(Given problem): Update the material below so that every instance of "photograph" reads "image", leaving everything else unchanged, and reproduce it in full without the pictures.

(Given data):
-------

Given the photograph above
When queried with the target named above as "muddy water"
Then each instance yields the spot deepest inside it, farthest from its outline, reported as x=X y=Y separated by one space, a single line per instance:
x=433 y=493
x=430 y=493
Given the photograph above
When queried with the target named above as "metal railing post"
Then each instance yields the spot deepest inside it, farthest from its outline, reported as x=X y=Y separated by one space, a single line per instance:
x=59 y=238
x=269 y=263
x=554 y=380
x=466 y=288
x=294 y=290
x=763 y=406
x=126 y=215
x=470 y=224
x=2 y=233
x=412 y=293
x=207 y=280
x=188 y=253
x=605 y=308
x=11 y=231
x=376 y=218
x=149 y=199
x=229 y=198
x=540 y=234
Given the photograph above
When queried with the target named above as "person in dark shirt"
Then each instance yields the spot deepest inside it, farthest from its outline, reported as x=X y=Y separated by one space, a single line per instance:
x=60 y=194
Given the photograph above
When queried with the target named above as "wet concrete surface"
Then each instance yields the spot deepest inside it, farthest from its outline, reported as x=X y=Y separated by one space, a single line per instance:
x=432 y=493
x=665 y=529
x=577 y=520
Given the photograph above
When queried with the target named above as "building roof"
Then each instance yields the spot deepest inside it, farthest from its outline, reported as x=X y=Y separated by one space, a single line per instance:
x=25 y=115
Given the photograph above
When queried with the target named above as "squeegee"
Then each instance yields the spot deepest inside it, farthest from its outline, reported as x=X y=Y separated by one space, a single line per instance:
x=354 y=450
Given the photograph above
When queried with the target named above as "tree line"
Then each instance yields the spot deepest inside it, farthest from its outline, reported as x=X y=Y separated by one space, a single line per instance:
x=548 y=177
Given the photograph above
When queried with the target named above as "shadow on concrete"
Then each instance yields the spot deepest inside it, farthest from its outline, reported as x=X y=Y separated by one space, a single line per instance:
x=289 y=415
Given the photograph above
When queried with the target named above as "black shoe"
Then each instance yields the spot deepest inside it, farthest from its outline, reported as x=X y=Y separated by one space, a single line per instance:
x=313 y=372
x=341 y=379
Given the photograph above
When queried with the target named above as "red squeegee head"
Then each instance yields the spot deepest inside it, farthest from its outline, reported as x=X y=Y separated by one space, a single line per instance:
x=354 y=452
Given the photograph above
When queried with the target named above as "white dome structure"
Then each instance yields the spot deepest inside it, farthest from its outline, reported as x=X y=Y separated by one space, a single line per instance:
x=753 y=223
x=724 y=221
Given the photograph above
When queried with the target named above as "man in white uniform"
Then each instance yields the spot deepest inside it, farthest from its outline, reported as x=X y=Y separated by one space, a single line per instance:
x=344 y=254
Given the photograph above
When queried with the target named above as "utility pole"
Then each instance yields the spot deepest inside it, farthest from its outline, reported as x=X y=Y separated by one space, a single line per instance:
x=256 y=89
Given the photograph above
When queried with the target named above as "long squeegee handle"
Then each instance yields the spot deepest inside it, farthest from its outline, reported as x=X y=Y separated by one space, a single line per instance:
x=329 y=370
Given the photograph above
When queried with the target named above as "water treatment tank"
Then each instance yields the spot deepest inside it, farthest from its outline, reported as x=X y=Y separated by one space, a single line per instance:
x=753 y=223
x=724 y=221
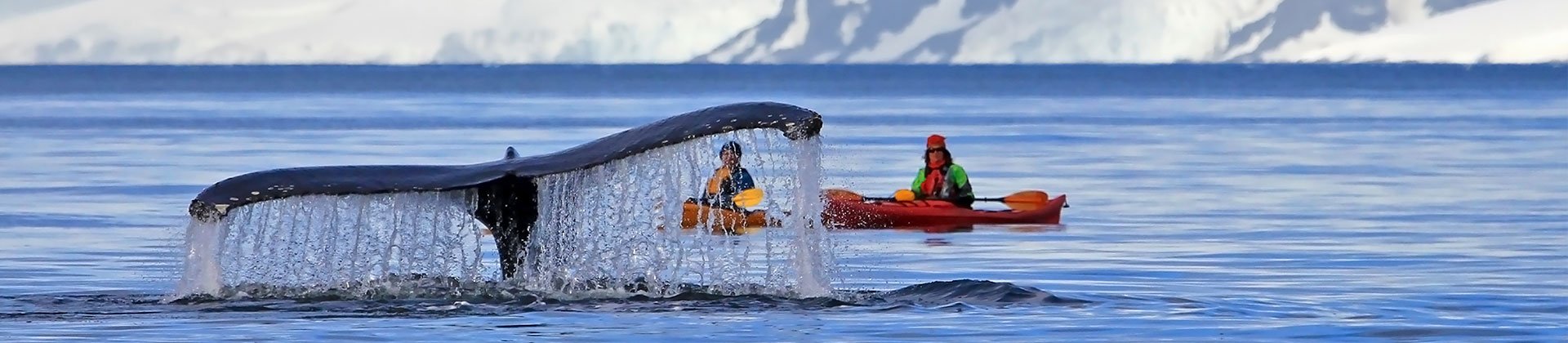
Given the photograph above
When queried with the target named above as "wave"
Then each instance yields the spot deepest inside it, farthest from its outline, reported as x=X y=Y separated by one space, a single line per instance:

-------

(Expected answer):
Given the image above
When queried with the target named above as "muddy water"
Then each instance yields the spot deepest inside it, farthest from its outline, reported as x=X y=Y separated by one space, a single line per instance:
x=433 y=493
x=430 y=493
Given the image above
When queried with the target named above as "metal railing post"
Then each instance yields the spot deepest inside it, farthest from its outline, reported as x=X y=Y separated by one space, a single line per instance:
x=59 y=238
x=269 y=263
x=554 y=380
x=466 y=288
x=294 y=290
x=763 y=406
x=126 y=215
x=470 y=224
x=2 y=233
x=412 y=293
x=207 y=280
x=188 y=253
x=605 y=308
x=11 y=231
x=376 y=218
x=149 y=199
x=229 y=198
x=540 y=234
Given the image above
When queried with the target named above as "person in dark shirt"
Then each instance yields the spot deepest inside it, farthest from its outline, reported as x=X y=Y separated by one space, a single line per instance:
x=60 y=194
Given the image above
When queried with the target named above as "wet concrete surface"
Then each instance yields the spot deepest inside it, farthest from its outline, reported as x=X y=Y separated by one space, a single line per instance:
x=432 y=493
x=665 y=529
x=577 y=520
Given the image above
When queried with the target named above as "building roof"
Then each instance yields the spot deepest inside it, farthest from its outline, reported as x=X y=Y separated by one space, a single line per instance:
x=25 y=115
Given the image above
When queried with the target named above as "squeegee"
Then each instance yields the spot deepest inside it, farthest from its outline, reported as x=X y=Y separated by one space, a single line per instance:
x=354 y=450
Given the image above
When queried with the target named above as "tree line"
Then each instance yields the spot deepest inside it, farthest from its outline, reported as x=X y=Y separated by one space, a single line per instance:
x=548 y=177
Given the image above
When queried with the target named above as "shadow on concrete"
Then each instance yields the spot deepest inside it, farthest from its outline, reported as x=X y=Y separated by one space, a single line per instance:
x=289 y=415
Given the image above
When queried with the target named above as "black shoe"
Then each instance yields the spot deepest inside it, farthest from its outline, reported as x=X y=Y separated by one space, a single line per instance:
x=313 y=372
x=341 y=379
Given the image above
When queried with the target named above as "red squeegee head"
Then each instance yields the spot deepest inside it, farthest from its outline, reported as x=X y=Y separated by one space, a single line per instance:
x=354 y=452
Given the image above
When queried with the target named above as "white dome structure"
Then each instance yields the spot deepest inside it, farthest from its outline, reported as x=X y=Y separated by one space, a single line per instance:
x=753 y=223
x=724 y=221
Given the image above
When queried with the target named above as "man in white uniform"
Then each instance yields the spot deepest inside it, farthest from its outline, reported as x=X y=Y separated by one space, a single line per instance:
x=344 y=254
Given the image above
When queried with the target named above as "utility pole"
Then each instance yields the spot deepest inside it, farthest from its outline, reported as x=X y=Y separated by one space, a single line per instance:
x=256 y=89
Given the image above
When queried with the target named above as "long squeegee handle"
Then each instance yields the spot deepest inside it, farthest from its outline, reported as x=X y=Y separated by one space, a single line per instance:
x=329 y=370
Given the image above
When queried with the target named above as "water treatment tank"
Then each instance yields the spot deepest inside it, farthest from its outline, reported as x=X y=Y separated by one space, a single line per instance:
x=753 y=223
x=724 y=221
Given the image above
When queried with the target named above as "wave"
Then each instance yields the spot deepest inside it, farthest from its outline, reported as x=X y=Y separated by one space, a single line per instance:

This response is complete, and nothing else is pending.